Multi-agent Reinforcement Learning using PettingZoo: Tic-tac-toe example part II

Gertjan Verhoeven

March 2021

Having learned the basics of PettingZoo, and how to use hashing with defaultdict to build up a Q-table, we are ready to implement Q-learning on the tic-tac-toe environment using PettingZoo. Before we get into the coding part, first some general remarks about Q-learning in a two-player alternating turn game.

Training multi-agent games using single agent techniques

Here we will train a multi-agent game using single agent Q-learning. This means that from the perspective of each player, the other player is part of the environment. It follows that the learned strategy of the first player is tuned to the strategy used by the second player. The second player's strategy can be thought of forming a part of the environment the first player learns to perform optimally in.

Therefore, if we use Q-learning against a player that uses a random strategy, The Q-learner optimizes for play in an evironment that contains a player that uses a random strategy.

Here, we let both players learn using Q-learning with constant learning parameter $\alpha = 0.6$, and have them use the same decreasing $\epsilon$ exploration rate. So both players start off playing randomly ($\epsilon = 1$), and after 200.000 steps end up exploiting the learned policy for 97.5% of the time.

We expect that this produces Q-tables for both players that perform well against random players and human players.

Q-learning with two players: remembering previous states and actions

Many implementations of Q-learning for Tic-Tac-Toe play out a full game and memorize the sequence of states for both players. After a single game has ended, the "Q-learning" part is done in one go, starting from the end state en propagating back to the beginning.

This is possible for Tic-Tac-Toe because no state is ever visited twice during a single game. However, this is not true for all games, so I think it is better to implement Q-learning in a more general way, where we learn each time the player "steps" through the game.

In single agent RL using Gym, we start in a state, make a move, end up in a new state, and collect our reward. This allowed us to use variables like current_state and next_state within a single RL iteration for the Q-learning.

In multi-agent (two player alternating turn, to be more precise), an agent observes a state, chooses an action, THEN hands over the turn, where the other agent observes the state, and chooses an action, then control returns to the first agent, which sees the result of its previous action, and finds itself in a new state.

Thus, we need a way to store the previous state and previous action for each player to use Q-learning. We store these values in two simple dictionaries:

In [7]:
prev_state = {'player_1': -1,
              'player_2': -1}
prev_action = {'player_1': -1,
              'player_2': -1}

I went for two independent Q-tables, and player 1 always starts first (This is how the environment works). So we will end up with two Q-tables, one for the player going first, and one for the player going second.

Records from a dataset

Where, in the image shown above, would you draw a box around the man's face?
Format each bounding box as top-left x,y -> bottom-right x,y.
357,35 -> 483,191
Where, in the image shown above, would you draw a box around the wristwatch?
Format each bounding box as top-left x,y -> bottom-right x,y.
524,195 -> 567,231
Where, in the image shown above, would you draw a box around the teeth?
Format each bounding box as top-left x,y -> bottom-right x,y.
---
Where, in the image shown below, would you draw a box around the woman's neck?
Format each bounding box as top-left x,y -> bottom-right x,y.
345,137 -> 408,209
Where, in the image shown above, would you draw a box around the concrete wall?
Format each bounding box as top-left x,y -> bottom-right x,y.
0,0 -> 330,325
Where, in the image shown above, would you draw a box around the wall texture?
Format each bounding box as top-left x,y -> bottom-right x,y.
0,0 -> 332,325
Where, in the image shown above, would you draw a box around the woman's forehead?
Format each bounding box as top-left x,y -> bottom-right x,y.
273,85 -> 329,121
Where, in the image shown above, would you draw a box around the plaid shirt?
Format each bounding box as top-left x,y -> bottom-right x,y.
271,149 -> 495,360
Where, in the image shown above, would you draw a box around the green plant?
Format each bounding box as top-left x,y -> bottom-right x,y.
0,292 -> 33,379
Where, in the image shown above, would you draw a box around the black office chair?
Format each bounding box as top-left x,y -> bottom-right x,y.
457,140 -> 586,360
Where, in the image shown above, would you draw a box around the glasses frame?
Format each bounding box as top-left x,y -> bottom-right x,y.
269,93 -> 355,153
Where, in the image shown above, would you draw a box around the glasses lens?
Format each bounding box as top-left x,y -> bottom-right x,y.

[Exercises]:
#1 In the tic-tac-toe article, what value of the learning parameter alpha do both players use?
#2 Pick up the tic-tac-toe article at the point where it stops and write its next part.
You will not need the listing for any of the tasks.

[Exercise answers]:
#1 Both players use a constant learning parameter of 0.6.

#2
Coding Q-learning in PettingZoo step by step

In [8]:
from pettingzoo.classic import tictactoe_v3
import random
import numpy as np
from collections import defaultdict
import dill

It is advisable to have the actual Q-learning and helper functions in a separate python script, which we import and run code from in Jupyter notebook, i.e.:

In [ ]:
from marl_qlearning import *

We build on the code from the previous notebook. We already have encode_state() to convert the observation into a unique state label.

In [2]:
import hashlib

def encode_state(observation):
    # encode observation as bytes           
    obs_bytes = str(observation).encode('utf-8')
    # create md5 hash
    m = hashlib.md5(obs_bytes)
    # return hash as hex digest
    state = m.hexdigest()

Exercise 1: Create epsilon_greedy_policy()

We need a function that contains the epsilon-greedy policy functionality.

Code a function epsilon_greedy_policy() that takes as arguments:

  • nA, number of actions
  • Q, the list of Q-table dictionaries for both players, indexed by agent and by state
  • agent, the agent currently acting
  • action_mask, containing the available actions in the current state
  • state , the hash of the current state
  • eps, the value of the exploration parameter epsilon

(Hint: I used Q[agent][state][action_mask == 1] to select the Q-values of all available actions for an agent in a state)

In [3]:
def epsilon_greedy_policy(nA, Q, agent, action_mask, \
                          state, eps):
    return action

Exercise 2: Create update_Q_value()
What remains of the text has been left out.